◆ **Set exercise**: Find "of the sky?" in the data, then restate the line it sits in and every later line word for word, ending with the last line.

Records shown start

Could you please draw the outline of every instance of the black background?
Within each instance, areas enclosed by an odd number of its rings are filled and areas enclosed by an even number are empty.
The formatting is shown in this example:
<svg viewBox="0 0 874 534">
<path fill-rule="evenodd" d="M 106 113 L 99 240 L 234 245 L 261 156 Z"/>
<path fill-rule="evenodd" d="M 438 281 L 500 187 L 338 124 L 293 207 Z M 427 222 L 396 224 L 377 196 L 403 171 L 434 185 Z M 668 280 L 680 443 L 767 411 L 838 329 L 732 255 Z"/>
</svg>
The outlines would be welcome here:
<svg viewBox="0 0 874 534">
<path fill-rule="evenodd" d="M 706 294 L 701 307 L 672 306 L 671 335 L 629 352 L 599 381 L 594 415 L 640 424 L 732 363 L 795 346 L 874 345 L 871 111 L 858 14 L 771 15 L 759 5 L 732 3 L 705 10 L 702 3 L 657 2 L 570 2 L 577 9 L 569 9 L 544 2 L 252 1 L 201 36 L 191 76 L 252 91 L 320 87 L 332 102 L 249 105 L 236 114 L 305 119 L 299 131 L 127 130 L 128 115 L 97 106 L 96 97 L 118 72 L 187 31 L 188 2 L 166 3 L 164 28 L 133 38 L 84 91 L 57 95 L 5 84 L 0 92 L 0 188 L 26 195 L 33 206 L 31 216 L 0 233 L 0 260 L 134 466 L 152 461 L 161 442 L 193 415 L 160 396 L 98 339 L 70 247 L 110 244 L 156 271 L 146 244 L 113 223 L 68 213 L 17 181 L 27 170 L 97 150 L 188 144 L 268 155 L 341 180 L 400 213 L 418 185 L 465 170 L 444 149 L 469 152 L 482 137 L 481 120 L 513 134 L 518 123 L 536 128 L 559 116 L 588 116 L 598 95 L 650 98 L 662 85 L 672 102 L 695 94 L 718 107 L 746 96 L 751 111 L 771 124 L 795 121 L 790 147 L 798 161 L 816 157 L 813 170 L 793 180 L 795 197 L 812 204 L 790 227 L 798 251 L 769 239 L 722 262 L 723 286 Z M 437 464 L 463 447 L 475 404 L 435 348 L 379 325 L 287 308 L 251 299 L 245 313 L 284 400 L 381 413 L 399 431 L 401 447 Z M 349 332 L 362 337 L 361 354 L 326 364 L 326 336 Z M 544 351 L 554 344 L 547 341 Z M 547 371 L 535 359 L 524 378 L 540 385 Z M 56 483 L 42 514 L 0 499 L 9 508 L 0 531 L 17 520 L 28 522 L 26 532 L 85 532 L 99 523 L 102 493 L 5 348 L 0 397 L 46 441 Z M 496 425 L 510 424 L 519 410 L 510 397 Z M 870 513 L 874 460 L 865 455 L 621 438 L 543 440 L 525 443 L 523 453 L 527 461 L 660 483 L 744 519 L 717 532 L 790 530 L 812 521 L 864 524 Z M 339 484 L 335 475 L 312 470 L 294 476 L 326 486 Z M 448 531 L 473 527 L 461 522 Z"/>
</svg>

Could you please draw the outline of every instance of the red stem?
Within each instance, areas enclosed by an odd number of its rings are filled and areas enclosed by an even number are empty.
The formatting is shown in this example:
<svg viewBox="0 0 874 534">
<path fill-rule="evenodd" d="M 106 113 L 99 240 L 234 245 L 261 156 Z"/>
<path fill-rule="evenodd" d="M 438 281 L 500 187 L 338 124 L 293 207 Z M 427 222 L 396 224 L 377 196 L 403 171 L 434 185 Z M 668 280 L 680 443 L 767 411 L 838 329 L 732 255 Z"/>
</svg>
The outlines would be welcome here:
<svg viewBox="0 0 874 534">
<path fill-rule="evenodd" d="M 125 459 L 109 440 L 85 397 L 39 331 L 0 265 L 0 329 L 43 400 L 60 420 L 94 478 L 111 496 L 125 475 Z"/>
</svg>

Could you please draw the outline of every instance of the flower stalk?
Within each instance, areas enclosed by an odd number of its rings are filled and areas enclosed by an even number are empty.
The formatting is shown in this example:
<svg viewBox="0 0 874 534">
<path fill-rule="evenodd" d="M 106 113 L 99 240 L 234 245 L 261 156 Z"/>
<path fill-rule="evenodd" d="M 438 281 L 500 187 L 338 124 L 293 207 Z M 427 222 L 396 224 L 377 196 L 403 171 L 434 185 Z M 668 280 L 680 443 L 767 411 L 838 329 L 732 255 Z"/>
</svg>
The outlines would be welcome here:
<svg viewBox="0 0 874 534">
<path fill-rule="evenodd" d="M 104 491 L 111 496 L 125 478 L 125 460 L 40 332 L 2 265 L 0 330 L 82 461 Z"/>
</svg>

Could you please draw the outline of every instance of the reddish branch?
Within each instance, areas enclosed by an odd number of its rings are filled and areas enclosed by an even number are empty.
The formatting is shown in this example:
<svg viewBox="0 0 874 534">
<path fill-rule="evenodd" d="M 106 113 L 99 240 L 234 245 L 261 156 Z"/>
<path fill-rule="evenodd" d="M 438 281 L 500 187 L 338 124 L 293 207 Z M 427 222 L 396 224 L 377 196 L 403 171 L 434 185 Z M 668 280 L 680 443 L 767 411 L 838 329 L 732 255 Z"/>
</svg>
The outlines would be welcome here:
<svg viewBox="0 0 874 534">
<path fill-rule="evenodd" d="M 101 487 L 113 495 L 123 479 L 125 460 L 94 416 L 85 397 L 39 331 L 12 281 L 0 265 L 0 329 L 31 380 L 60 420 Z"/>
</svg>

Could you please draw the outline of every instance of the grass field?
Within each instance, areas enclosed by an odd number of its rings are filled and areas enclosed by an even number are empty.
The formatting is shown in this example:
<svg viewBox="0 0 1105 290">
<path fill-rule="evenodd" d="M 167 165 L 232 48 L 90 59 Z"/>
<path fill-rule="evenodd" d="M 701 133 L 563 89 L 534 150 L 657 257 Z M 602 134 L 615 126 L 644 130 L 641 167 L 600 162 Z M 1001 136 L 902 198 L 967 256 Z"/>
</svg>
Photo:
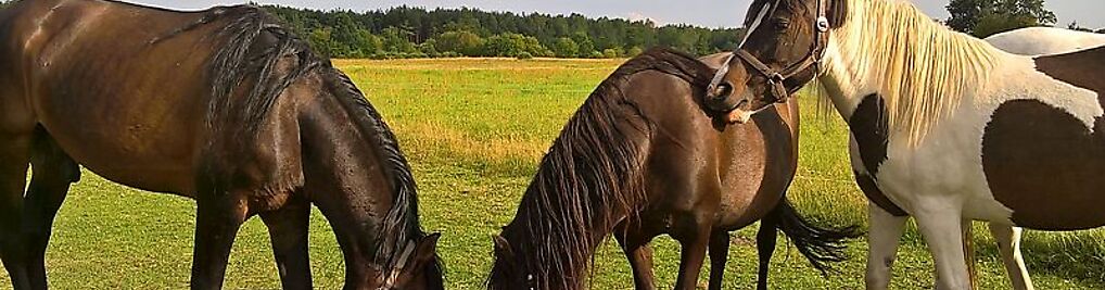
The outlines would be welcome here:
<svg viewBox="0 0 1105 290">
<path fill-rule="evenodd" d="M 400 138 L 419 183 L 423 226 L 442 231 L 440 253 L 450 289 L 478 289 L 491 266 L 491 239 L 514 216 L 538 158 L 568 116 L 620 61 L 406 60 L 335 61 L 382 111 Z M 866 225 L 866 201 L 853 185 L 846 132 L 835 113 L 817 117 L 814 100 L 800 99 L 801 160 L 790 197 L 822 221 Z M 74 186 L 54 227 L 48 253 L 55 289 L 178 289 L 188 286 L 194 205 L 106 182 L 91 173 Z M 976 244 L 981 289 L 1008 289 L 996 246 L 981 224 Z M 338 289 L 340 251 L 317 211 L 312 220 L 316 287 Z M 755 286 L 755 227 L 734 234 L 726 289 Z M 1038 289 L 1105 288 L 1102 231 L 1025 235 L 1024 256 Z M 862 289 L 864 240 L 851 260 L 821 277 L 780 244 L 774 289 Z M 671 288 L 678 247 L 654 242 L 655 271 Z M 893 289 L 928 289 L 933 262 L 915 227 L 907 229 Z M 278 288 L 267 232 L 249 221 L 234 245 L 227 288 Z M 610 241 L 596 258 L 592 289 L 632 287 L 621 251 Z M 706 267 L 708 268 L 708 267 Z M 703 269 L 707 272 L 707 269 Z M 705 284 L 705 278 L 702 279 Z M 0 288 L 8 288 L 0 273 Z"/>
</svg>

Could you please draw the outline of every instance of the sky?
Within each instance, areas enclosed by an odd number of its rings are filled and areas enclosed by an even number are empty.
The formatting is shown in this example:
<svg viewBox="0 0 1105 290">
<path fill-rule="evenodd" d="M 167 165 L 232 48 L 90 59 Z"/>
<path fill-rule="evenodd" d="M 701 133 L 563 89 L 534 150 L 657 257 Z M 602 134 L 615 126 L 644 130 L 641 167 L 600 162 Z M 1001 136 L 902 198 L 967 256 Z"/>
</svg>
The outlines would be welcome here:
<svg viewBox="0 0 1105 290">
<path fill-rule="evenodd" d="M 202 9 L 215 4 L 242 3 L 246 0 L 124 0 L 173 9 Z M 946 19 L 948 0 L 912 0 L 933 18 Z M 656 23 L 687 23 L 708 28 L 740 25 L 751 0 L 255 0 L 314 9 L 350 9 L 355 11 L 387 9 L 397 6 L 425 8 L 470 7 L 481 10 L 541 12 L 550 14 L 580 13 L 588 17 L 611 17 L 632 20 L 652 19 Z M 1072 21 L 1080 25 L 1105 28 L 1105 0 L 1046 0 L 1048 9 L 1059 18 L 1056 25 Z"/>
</svg>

Records shown end

◆ **The reply**:
Could you please draw the outline of every instance of the sky?
Within each instance, areas enclosed by an odd number of its rings are filled and areas enclosed by an even number are empty.
The formatting is shown in this example:
<svg viewBox="0 0 1105 290">
<path fill-rule="evenodd" d="M 167 165 L 232 48 L 90 59 Z"/>
<path fill-rule="evenodd" d="M 701 133 L 563 89 L 534 150 L 657 257 Z M 602 134 L 615 126 L 644 130 L 641 167 L 600 162 Z M 1001 136 L 902 198 L 967 256 Z"/>
</svg>
The outlines would be welcome here:
<svg viewBox="0 0 1105 290">
<path fill-rule="evenodd" d="M 202 9 L 215 4 L 242 3 L 246 0 L 124 0 L 173 9 Z M 946 19 L 948 0 L 912 0 L 933 18 Z M 656 23 L 687 23 L 708 28 L 740 25 L 751 0 L 255 0 L 314 9 L 350 9 L 355 11 L 387 9 L 397 6 L 425 8 L 470 7 L 481 10 L 541 12 L 550 14 L 580 13 L 588 17 L 611 17 L 632 20 L 652 19 Z M 1072 21 L 1080 25 L 1105 28 L 1105 0 L 1046 0 L 1048 9 L 1059 18 L 1056 25 Z"/>
</svg>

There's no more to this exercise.